── Teks Bacaan
Tetapi ini adalah cara yang keliru dalam melihat perkara ini. Kita periksa kenyataan penyimpanan karbon terlebih dulu: Penyimpanan karbon yang baik mengacu pada penyaringan CO2 dari atmosfer dan menimbunnya di dalam tempat penyimpanan atau dalam senyawa yang stabil sehingga ia tidak bisa lepas dalam jangka waktu lama. Bahkan jika seseorang menganggap tubuh hewan ternak sebagai penyimpan karbon, dari perkiraan FAO sendiri jumlah karbon yang tersimpan dalam hewan ternak terlalu kecil dibandingkan dengan jumlah yang disimpan pada hutan yang dibabat untuk lahan menanam pakan ternak dan ladang merumput.
Karbon dioksida dari pernafasan hewan bertanggung jawab atas 21% GRK antropogenik di seluruh dunia, menurut perkiraan ahli fisika Inggris Alan Calverd pada tahun 2005. Dia tidak memberikan jumlah CO2, tapi ternyata ada sekitar 8.769 juta ton. Calverd adalah satu-satunya pencetus awal perkiraan dalam bidang ini, tetapi karena hanya melibatkan satu variabel (total berat seluruh hewan ternak, karena semuanya kecuali ikan budidaya berdarah dingin, menghembuskan CO2 yang secara kasar berjumlah sama per kilogramnya), seluruh kalkulasi CO2 dari pernafasan untuk berat tertentu pada hewan ternak akan berkisar sama.
Perkiraan Calverd tidak memperhitungkan fakta bahwa CO2 dari pernafasan hewan ternak dikesampingkan dari persediaan GRK global. Juga tidak memperhitungkan GRK baru yang diakibatkan oleh peternakan dalam analisis kami. Setelah menambahkan semua GRK yang relevan bagi persediaan GRK global, persentase GRK yang diakibatkan pernafasan peternakan turun dari 21 persen menjadi 13,7 persen.
2. Lahan
Sejalan dengan berkurangnya luas padang rumput secara global, otomatis cara satu-satunya untuk memproduksi lebih banyak hewan ternak dan pakannya adalah dengan membabat hutan alami. Pertumbuhan pasar produk-produk hewan ternak paling banyak terjadi di negara-negara berkembang dengan hutan hujan normalnya dapat menyimpan setidaknya 200 ton karbon per hektar. Ketika hutan berubah menjadi padang rumput, muatan karbon yang dapat disimpan per hektarnya berkurang menjadi 8 ton saja.
────
── Data Tersimpan
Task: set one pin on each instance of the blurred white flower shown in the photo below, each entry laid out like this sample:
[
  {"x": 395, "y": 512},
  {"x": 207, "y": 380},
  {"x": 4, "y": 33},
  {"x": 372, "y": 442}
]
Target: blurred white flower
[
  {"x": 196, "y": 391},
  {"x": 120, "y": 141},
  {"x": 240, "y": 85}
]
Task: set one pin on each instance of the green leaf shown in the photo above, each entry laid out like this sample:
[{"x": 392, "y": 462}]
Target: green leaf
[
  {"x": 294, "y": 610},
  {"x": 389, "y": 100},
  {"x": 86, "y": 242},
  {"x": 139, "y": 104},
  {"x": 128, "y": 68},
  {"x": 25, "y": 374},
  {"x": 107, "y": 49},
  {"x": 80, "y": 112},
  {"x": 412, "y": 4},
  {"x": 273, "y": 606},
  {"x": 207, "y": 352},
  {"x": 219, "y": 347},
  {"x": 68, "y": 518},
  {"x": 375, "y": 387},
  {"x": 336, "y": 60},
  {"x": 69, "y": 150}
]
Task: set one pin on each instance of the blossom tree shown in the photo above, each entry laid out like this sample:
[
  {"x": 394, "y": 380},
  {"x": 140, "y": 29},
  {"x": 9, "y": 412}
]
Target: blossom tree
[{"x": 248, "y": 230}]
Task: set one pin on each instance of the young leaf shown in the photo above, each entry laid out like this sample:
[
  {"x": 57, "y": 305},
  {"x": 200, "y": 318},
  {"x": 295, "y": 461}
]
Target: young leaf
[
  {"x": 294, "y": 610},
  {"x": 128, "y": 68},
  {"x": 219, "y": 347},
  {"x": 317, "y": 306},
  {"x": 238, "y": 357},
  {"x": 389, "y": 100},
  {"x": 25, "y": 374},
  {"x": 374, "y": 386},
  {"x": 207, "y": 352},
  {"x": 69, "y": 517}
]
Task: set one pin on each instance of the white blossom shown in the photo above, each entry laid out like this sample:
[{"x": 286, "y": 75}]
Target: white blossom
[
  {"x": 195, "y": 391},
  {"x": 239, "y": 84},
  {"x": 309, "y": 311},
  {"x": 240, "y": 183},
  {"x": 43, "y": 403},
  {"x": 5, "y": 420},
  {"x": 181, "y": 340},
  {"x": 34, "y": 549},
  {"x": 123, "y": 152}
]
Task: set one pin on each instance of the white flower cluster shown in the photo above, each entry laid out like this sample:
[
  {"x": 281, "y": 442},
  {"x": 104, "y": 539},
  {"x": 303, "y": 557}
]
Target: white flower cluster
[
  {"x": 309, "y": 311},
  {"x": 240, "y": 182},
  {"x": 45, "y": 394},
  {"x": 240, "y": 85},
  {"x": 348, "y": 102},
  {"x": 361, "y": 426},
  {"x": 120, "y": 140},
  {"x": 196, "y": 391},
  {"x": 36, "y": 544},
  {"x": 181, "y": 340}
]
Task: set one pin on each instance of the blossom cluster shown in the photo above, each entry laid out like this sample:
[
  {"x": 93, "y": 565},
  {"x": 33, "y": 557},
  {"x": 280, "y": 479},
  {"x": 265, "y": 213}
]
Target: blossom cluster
────
Latihan Soal »
1. Tuliskan kembali bagian bacaan tentang emisi gas rumah kaca peternakan mulai dari "Perkiraan Calverd tidak" sampai "8 ton saja.".
2. Teruskan bacaan tentang emisi gas rumah kaca peternakan, dimulai setelah kalimat terakhirnya.

Jawaban Akhir »
1.
Perkiraan Calverd tidak memperhitungkan fakta bahwa CO2 dari pernafasan hewan ternak dikesampingkan dari persediaan GRK global. Juga tidak memperhitungkan GRK baru yang diakibatkan oleh peternakan dalam analisis kami. Setelah menambahkan semua GRK yang relevan bagi persediaan GRK global, persentase GRK yang diakibatkan pernafasan peternakan turun dari 21 persen menjadi 13,7 persen.
2. Lahan
Sejalan dengan berkurangnya luas padang rumput secara global, otomatis cara satu-satunya untuk memproduksi lebih banyak hewan ternak dan pakannya adalah dengan membabat hutan alami. Pertumbuhan pasar produk-produk hewan ternak paling banyak terjadi di negara-negara berkembang dengan hutan hujan normalnya dapat menyimpan setidaknya 200 ton karbon per hektar. Ketika hutan berubah menjadi padang rumput, muatan karbon yang dapat disimpan per hektarnya berkurang menjadi 8 ton saja.

2.
Secara rata-rata, setiap hektar padang rumput mendukung tak lebih dari seekor sapi, yang kandungan karbonnya berkisar satu ton saja. Bandingkan dengan hutan yang dapat menyerap lebih dari 200 ton karbon per hektar yang mungkin akan dilepaskan dalam waktu singkat setelah hutan dan tumbuhan lain dipotong, dibakar, atau dikunyah. Dari dalam tanah, per hektarnya ada 200 ton karbon lainnya yang mungkin dilepaskan, yang bakal ditambah lagi dengan GRK lainnya dari pernafasan dan kotoran hewan ternak. Jadi, hewan ternak dari jenis apapun merupakan “celengan” karbon kecil yang memicu pelepasan “celengan” karbon luar biasa besar yang tersimpan di dalam tanah dan hutan-hutan. Tetapi jika produksi hewan ternak dan pakan ternak berhenti maka hutan seringkali akan meremajakan dirinya kembali. Fokus utama dalam upaya-upaya untuk mengurangi GRK selama ini adalah pengurangan emisi, tetapi hutan yang mempunyai kemampuan untuk mengurangi dampak GRK secara cepat dan murah telah lenyap lebih dahulu.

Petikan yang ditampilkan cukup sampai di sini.